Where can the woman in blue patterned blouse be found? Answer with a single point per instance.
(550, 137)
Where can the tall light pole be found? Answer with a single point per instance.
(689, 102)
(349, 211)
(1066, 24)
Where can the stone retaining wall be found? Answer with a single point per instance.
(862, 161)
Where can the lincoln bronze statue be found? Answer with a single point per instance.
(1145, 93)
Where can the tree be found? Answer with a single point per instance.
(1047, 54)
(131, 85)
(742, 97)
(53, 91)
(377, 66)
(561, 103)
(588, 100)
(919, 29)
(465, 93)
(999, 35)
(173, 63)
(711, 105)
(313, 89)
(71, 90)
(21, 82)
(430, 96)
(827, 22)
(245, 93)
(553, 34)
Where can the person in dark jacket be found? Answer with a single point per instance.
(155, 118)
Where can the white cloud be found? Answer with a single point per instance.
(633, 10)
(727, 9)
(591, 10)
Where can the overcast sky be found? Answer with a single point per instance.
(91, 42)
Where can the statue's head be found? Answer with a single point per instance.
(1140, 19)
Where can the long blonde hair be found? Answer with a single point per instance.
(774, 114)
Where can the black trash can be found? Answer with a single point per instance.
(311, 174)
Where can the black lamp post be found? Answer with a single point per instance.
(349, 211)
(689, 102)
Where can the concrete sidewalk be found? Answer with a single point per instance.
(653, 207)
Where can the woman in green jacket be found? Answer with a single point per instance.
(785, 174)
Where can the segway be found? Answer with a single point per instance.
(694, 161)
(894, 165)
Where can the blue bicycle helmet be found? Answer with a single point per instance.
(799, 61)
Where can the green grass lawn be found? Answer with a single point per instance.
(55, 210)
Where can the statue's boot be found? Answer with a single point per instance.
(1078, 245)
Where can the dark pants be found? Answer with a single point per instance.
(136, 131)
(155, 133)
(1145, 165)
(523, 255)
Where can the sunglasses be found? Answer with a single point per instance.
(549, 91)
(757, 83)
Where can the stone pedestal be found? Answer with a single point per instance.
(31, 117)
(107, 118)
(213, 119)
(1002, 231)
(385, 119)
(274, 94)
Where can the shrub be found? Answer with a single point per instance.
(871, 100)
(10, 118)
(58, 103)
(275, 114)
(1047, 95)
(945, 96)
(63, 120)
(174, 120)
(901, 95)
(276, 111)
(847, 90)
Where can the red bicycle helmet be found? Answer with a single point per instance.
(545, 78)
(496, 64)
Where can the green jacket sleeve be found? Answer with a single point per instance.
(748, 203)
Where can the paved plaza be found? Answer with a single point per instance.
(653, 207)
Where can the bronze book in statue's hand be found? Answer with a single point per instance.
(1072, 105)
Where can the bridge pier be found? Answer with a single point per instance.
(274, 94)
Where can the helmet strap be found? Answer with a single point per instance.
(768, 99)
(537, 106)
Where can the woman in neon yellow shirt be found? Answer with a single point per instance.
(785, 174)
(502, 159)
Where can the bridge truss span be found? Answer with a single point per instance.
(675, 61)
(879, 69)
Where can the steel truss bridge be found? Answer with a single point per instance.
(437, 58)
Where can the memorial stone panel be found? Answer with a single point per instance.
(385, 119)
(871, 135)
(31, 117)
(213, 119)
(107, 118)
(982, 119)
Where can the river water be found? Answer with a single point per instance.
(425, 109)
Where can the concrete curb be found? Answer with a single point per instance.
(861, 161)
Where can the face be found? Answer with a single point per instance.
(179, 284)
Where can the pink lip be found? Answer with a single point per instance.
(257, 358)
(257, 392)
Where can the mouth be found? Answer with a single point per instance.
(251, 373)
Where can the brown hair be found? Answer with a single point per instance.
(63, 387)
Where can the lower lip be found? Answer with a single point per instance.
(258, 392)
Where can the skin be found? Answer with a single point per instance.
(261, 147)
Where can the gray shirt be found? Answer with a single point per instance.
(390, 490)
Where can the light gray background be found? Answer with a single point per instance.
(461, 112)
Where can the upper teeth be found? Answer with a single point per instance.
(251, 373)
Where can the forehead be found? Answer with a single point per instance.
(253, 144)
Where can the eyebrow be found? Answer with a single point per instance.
******************************
— What is asked —
Rewrite every line from the first one through the line containing "(1078, 245)", keeping the requests unchanged and adding -65 to each coordinate in the answer points.

— Task result —
Where can the woman in blue patterned blouse be found? Answer with a single point per instance.
(485, 72)
Where can the tall light pole be found? Answer with a single point per instance.
(624, 37)
(284, 146)
(1001, -41)
Where can the stone retaining wall be found? Answer with a single point per instance.
(797, 96)
Where can the lincoln bronze statue be found? Answer with a single point per instance.
(1080, 28)
Where can the tree be found? Answer with a single point per instance.
(982, -11)
(66, 20)
(677, 32)
(-12, 26)
(312, 1)
(496, 38)
(523, 35)
(854, -36)
(400, 28)
(934, -30)
(108, -2)
(646, 40)
(248, 24)
(6, 25)
(-44, 17)
(365, 31)
(762, -43)
(180, 28)
(488, -31)
Where can the person in dark jacket be found? Answer with a single point per instance.
(90, 53)
Where can the white cloud be found? Answer with a single point per instance.
(568, -55)
(662, -56)
(526, -55)
Where can the overcast sky be found? Answer with a single point per instance.
(26, -23)
Where can the statue's head be found? Answer with a single point per instance.
(1075, -46)
Where can the long blonde hair be found? Answer with a single point per instance.
(709, 49)
Where can the black trash can be found? Answer with a single point per instance.
(246, 109)
Where can the black lamp post be found? Answer with a single point per instance.
(284, 146)
(624, 37)
Where can the concrete sidewalk be found? Answer with a single point per instance.
(588, 142)
Where can the woman in green jacket be found? Answer with a single point per instance.
(720, 109)
Where can the segway be found? Answer with a single point per instance.
(629, 96)
(829, 100)
Where can the blue bicycle helmet be found? Answer with a single point per instance.
(734, -4)
Where can the green grass lawn be found? Answer with a single point per instance.
(-10, 145)
Where can the statue's boot be found? Answer with a single point per instance.
(1013, 180)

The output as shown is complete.